— start —
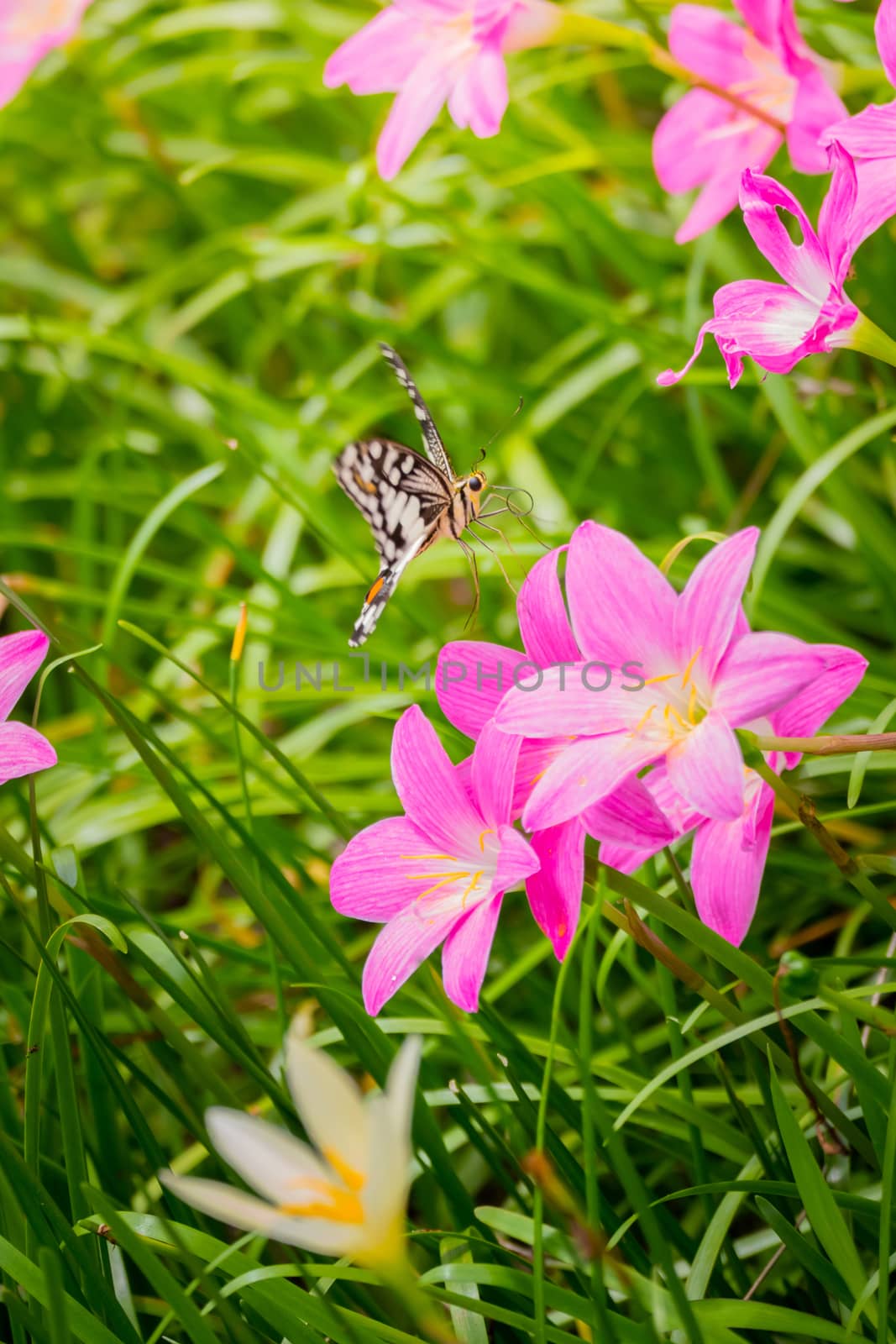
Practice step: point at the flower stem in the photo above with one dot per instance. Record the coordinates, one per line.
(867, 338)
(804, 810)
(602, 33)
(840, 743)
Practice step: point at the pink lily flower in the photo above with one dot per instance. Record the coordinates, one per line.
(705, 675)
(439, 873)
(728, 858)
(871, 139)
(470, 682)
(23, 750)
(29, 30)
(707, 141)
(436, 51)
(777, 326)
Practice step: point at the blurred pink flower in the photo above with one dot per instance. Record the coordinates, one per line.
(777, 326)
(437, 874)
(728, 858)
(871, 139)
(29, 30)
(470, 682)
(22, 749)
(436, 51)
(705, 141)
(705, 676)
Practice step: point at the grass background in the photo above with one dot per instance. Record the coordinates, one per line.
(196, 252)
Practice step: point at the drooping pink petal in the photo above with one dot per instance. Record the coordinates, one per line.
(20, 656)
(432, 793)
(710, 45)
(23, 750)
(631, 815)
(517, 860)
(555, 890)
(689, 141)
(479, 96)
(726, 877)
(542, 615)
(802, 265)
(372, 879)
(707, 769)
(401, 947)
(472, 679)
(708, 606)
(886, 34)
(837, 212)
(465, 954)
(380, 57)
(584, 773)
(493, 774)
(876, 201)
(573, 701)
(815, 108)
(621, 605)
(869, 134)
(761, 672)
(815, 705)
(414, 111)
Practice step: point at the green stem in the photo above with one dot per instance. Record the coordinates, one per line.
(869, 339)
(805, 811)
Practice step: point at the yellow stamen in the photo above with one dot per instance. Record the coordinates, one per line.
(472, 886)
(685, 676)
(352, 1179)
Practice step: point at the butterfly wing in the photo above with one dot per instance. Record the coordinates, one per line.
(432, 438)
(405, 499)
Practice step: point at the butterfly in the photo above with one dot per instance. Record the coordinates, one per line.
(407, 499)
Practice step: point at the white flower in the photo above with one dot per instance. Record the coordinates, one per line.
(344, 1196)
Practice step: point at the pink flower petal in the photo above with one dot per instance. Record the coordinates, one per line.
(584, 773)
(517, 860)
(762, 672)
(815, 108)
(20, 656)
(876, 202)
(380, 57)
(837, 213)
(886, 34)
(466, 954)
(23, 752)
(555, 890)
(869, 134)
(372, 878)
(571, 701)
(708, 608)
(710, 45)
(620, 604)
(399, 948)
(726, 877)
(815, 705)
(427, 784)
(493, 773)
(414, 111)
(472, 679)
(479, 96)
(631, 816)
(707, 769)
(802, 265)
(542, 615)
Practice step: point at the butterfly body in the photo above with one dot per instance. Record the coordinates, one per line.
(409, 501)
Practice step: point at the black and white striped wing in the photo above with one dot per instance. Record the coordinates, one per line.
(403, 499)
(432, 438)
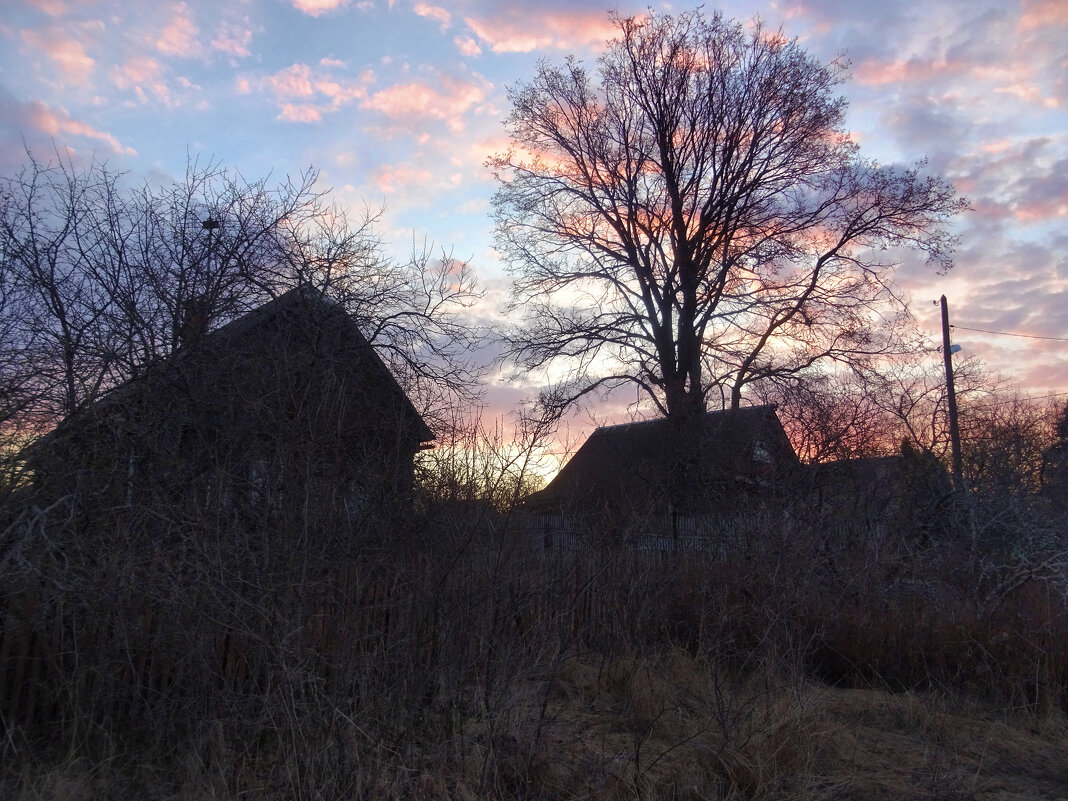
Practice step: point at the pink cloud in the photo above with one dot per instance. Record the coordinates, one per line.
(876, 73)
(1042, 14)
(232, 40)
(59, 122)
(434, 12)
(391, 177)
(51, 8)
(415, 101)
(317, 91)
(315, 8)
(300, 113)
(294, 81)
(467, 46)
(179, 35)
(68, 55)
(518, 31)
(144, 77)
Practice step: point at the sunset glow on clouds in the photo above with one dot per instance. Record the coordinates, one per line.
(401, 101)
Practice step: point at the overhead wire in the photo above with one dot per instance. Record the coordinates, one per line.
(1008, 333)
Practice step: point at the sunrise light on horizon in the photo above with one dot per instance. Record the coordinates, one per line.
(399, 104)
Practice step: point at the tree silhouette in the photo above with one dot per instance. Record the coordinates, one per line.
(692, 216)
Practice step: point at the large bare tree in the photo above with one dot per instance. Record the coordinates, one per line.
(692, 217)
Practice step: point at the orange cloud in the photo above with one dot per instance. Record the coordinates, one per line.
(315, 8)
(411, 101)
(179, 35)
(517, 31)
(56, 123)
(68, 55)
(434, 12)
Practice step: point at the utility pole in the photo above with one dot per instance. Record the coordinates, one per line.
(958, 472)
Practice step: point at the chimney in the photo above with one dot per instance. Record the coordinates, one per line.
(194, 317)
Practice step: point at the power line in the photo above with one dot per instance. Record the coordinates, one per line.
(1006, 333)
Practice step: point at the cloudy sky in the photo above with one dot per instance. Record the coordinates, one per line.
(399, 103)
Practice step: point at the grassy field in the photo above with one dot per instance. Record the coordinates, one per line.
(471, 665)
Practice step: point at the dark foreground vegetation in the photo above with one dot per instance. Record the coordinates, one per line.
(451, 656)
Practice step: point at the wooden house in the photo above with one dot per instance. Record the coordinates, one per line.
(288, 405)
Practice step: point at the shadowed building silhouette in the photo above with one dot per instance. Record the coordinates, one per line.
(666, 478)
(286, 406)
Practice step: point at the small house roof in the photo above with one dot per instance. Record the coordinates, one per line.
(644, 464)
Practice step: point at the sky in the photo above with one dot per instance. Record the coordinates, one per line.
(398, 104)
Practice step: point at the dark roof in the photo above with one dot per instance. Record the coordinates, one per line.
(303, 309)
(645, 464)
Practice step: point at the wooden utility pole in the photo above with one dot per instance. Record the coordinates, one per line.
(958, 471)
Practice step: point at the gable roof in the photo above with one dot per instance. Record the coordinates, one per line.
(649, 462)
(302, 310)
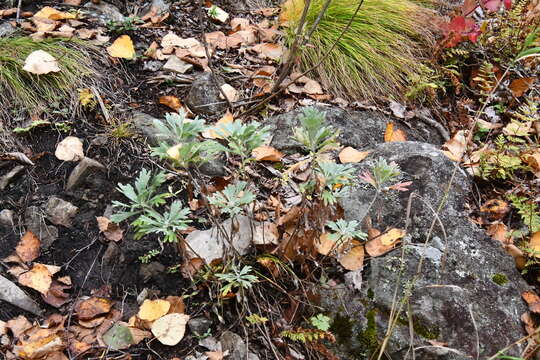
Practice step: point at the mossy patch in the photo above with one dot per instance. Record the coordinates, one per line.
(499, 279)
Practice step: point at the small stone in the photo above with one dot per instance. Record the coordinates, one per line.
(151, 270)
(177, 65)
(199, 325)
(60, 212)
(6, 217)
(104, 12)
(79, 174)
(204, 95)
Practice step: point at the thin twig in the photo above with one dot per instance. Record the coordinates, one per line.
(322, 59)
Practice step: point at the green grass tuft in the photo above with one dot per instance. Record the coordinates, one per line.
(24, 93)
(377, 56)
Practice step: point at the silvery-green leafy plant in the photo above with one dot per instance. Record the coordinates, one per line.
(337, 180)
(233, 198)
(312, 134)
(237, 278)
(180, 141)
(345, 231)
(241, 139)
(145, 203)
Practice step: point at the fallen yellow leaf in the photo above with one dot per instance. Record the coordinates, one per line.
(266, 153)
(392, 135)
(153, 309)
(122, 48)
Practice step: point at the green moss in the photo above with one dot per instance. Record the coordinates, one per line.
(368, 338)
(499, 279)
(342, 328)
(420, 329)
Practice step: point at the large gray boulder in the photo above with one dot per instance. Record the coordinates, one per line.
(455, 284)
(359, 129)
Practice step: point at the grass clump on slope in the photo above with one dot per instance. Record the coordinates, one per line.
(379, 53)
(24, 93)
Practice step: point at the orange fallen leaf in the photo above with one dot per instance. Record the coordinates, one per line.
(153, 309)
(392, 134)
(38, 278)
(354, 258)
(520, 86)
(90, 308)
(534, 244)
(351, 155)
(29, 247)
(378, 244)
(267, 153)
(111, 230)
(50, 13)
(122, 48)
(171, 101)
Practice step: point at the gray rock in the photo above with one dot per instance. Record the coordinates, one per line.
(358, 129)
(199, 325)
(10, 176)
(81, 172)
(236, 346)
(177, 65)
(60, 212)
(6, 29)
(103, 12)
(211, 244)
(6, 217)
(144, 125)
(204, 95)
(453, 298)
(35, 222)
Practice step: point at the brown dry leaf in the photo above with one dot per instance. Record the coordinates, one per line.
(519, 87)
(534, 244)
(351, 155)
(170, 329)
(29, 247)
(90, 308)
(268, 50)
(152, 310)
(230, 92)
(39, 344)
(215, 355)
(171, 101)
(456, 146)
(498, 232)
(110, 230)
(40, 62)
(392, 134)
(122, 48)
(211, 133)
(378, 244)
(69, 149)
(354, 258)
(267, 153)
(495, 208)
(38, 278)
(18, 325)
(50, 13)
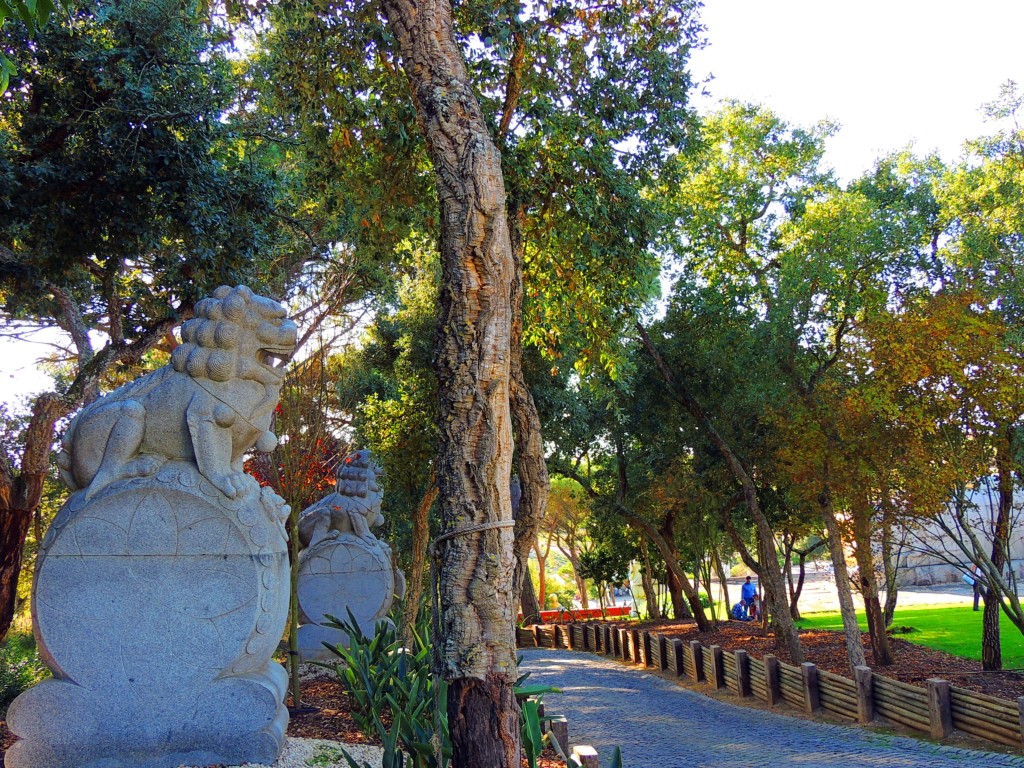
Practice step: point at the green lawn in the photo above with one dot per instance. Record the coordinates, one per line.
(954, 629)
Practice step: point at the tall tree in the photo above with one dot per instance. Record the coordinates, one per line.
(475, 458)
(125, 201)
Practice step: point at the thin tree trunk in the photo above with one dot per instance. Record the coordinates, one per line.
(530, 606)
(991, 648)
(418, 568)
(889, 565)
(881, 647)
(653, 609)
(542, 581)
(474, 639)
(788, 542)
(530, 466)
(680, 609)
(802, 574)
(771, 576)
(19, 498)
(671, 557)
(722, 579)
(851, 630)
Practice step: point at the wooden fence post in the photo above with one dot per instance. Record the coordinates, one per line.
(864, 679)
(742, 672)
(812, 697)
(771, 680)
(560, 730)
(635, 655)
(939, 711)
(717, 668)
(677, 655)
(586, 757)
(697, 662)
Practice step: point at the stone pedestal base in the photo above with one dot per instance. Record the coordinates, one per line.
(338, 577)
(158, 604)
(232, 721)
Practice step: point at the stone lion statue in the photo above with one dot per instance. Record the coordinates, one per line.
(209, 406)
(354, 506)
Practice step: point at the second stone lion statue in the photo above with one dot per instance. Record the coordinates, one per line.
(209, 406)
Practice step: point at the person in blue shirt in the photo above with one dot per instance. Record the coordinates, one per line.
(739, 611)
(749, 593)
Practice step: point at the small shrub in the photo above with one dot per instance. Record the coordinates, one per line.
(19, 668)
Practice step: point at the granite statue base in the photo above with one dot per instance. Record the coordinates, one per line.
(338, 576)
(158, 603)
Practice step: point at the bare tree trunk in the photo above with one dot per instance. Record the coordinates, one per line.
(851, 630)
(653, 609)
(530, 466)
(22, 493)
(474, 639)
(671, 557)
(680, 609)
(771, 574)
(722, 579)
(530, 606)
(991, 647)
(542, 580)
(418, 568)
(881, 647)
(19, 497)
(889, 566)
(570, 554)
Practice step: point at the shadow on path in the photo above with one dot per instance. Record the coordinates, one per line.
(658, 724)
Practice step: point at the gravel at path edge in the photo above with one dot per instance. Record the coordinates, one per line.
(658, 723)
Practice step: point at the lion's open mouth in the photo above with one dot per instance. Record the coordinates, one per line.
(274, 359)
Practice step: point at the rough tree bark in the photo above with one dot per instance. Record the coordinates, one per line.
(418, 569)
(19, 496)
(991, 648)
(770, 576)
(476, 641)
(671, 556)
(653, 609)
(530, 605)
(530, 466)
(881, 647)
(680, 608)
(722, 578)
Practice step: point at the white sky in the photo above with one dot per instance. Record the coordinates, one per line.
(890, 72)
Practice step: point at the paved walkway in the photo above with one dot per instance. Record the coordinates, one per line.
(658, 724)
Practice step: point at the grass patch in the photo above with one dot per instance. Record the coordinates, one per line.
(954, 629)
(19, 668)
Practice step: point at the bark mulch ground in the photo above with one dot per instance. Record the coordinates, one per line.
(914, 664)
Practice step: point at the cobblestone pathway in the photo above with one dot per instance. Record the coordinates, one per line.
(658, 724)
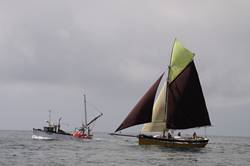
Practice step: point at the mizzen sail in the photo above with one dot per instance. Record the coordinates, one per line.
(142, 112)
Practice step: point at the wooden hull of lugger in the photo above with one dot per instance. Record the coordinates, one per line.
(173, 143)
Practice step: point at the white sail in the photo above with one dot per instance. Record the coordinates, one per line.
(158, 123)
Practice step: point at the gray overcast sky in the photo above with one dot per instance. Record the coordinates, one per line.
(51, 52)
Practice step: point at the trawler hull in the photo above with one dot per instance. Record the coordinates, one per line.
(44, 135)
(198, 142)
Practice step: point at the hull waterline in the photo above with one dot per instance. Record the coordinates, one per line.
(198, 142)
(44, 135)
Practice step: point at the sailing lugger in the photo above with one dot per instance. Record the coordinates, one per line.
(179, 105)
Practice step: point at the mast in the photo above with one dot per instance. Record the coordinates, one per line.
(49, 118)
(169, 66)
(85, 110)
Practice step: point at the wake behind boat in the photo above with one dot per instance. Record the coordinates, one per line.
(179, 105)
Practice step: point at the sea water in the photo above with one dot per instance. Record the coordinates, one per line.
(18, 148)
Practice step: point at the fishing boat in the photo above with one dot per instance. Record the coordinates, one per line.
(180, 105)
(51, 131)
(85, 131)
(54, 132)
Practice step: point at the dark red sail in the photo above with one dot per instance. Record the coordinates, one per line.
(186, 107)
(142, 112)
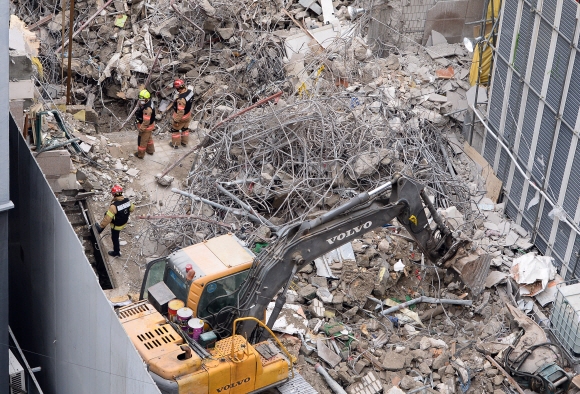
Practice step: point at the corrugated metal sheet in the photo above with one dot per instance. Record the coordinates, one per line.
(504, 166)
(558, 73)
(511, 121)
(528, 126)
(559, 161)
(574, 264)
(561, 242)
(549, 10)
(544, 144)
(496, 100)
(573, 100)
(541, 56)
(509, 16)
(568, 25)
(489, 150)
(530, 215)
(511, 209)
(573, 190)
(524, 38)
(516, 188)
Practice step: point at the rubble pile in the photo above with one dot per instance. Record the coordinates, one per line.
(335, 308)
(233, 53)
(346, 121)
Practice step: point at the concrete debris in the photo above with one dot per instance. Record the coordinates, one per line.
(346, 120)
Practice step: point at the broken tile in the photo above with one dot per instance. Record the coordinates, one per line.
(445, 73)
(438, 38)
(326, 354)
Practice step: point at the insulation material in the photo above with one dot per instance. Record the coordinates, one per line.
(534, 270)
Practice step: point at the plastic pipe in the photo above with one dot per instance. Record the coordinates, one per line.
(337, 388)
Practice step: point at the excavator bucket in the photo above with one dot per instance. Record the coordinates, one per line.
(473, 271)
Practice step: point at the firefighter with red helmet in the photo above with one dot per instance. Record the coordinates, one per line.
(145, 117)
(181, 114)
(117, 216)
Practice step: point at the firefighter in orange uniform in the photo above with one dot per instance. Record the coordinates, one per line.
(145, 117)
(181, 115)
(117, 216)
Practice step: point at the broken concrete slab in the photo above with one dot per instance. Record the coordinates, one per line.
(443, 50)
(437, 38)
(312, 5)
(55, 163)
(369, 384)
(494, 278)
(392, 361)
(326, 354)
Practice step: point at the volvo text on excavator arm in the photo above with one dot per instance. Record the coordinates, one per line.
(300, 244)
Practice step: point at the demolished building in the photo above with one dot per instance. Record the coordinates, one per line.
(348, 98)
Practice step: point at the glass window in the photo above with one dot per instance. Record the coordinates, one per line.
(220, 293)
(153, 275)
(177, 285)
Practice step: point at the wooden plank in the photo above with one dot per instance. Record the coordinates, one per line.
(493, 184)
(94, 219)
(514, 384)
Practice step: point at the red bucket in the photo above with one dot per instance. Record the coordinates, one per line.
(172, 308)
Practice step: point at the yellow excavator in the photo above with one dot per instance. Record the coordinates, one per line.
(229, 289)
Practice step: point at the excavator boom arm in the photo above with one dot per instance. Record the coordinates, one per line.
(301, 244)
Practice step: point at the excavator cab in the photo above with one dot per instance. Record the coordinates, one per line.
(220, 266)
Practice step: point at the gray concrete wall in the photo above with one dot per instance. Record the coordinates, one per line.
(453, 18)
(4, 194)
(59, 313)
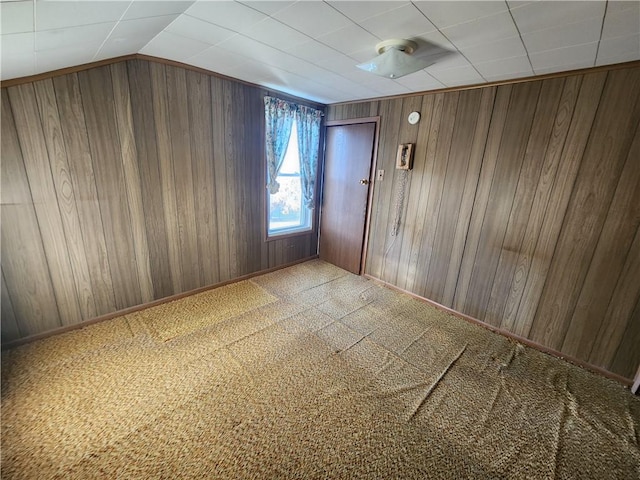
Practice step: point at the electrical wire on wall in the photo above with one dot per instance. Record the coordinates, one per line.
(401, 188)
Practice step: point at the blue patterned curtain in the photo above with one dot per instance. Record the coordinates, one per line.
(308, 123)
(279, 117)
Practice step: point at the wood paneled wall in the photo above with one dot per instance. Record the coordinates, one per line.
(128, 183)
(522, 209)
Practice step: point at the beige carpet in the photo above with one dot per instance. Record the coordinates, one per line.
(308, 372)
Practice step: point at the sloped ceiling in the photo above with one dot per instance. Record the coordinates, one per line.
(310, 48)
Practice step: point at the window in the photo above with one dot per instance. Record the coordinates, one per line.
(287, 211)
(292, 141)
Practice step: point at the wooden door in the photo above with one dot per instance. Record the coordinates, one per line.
— end —
▶ [TASK DETAILS]
Present everything from the line containing "Practice step: point at the electrical" down to the end of the listing above as a Markdown table with the columns Row and Line, omitting blank lines.

▶ [ANSWER TO THE PROBLEM]
| Row | Line |
|---|---|
| 1 | Practice step: point at the electrical wire on wall in the photo above with one dot per instance. Record the coordinates, one per line. |
| 2 | (401, 188) |
| 3 | Practice step: point at the blue patterned curtain in the photo above with one dot per instance. Record the coordinates, one per line. |
| 4 | (308, 123) |
| 5 | (279, 117) |
| 6 | Practice step: point at the wood paneled wall in the photo above with one dot per instance. Record the coordinates, one per line. |
| 7 | (128, 183) |
| 8 | (522, 209) |
| 9 | Practice step: point at the beige carpet in the photo above with one dot per instance. Record the coordinates, one per line. |
| 10 | (308, 372) |
| 11 | Practice step: point at the sloped ceiling in the photo above with one dot per instance. Record the coordinates, one per line. |
| 12 | (310, 48) |
| 13 | Practice step: point at the window in the photo above with one dot per instance. Record the coordinates, one per line. |
| 14 | (287, 211) |
| 15 | (292, 141) |
| 16 | Practice step: point at the wooden door in the photo above with one dot per instance. Record the coordinates, one per line. |